+++ Page excerpt +++

Unions Decry a New Rush To Fight Fires
By ROSS GOLDBERG,
The fire department’s citywide response time has improved significantly since it implemented a new dispatch system a month ago, but union officials are opposing the change, saying the rush to fires is actually jeopardizing public safety.
The new program has exposed a sharp division between the fire commissioner and local leaders, who exchanged barbs yesterday following an announcement that average response times have plummeted to their lowest level in years. In the first indication of the program’s effectiveness since it was launched across the city, fire officials told The New York Sun that the department responded to structural fires 18 seconds faster between June 16 and July 15 versus the same period last year.
Emergency dispatchers now send out trucks as soon as they determine the address and nature of the fire, rather than waiting to gather more information first, as they did in the past. Commissioner Nicholas Scoppetta said this relatively simple change has led to the department’s sharpest improvement in response time since he took office in 2002. It currently takes firefighters an average of four minutes and nine seconds to arrive at structural fires after dispatchers receive a call.
"Every second counts, and fires can develop and double in size in a matter of seconds depending on the circumstances," Mr. Scoppetta said. "These are remarkable reductions in response times. They are lifesaving."

+++ Material shown +++

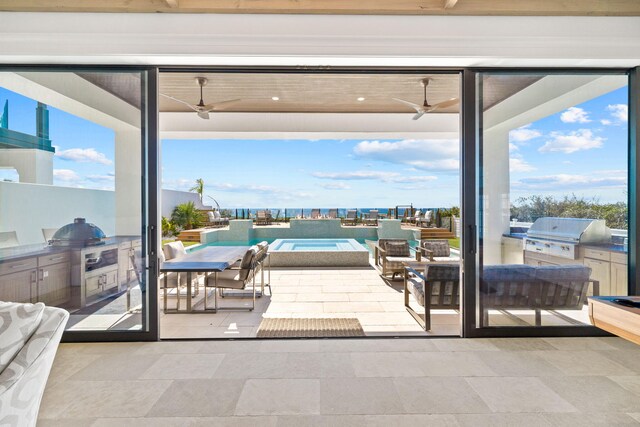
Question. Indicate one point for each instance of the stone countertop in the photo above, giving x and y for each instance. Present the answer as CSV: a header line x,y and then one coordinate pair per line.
x,y
28,251
611,247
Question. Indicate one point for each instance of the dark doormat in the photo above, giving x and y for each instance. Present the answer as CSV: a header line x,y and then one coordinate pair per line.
x,y
309,328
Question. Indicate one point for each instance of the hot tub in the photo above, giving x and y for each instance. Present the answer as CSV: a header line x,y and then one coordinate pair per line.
x,y
318,253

+++

**Your tasks:**
**1.** According to the fire department article, how much faster did the department respond to structural fires between June 16 and July 15 compared with the same period last year?
**2.** Give the passage of the fire department article starting at "Emergency dispatchers now" and ending at "receive a call." again, renaming "dispatchers" to "operators".
**3.** Translate this sentence from the fire department article into Spanish: "It currently takes firefighters an average of four minutes and nine seconds to arrive at structural fires after dispatchers receive a call."

**Answers for the exercise:**
**1.** 18 seconds faster.

**2.**
Emergency operators now send out trucks as soon as they determine the address and nature of the fire, rather than waiting to gather more information first, as they did in the past. Commissioner Nicholas Scoppetta said this relatively simple change has led to the department’s sharpest improvement in response time since he took office in 2002. It currently takes firefighters an average of four minutes and nine seconds to arrive at structural fires after operators receive a call.

**3.** Actualmente, los bomberos tardan un promedio de cuatro minutos y nueve segundos en llegar a los incendios estructurales después de que los despachadores reciben una llamada.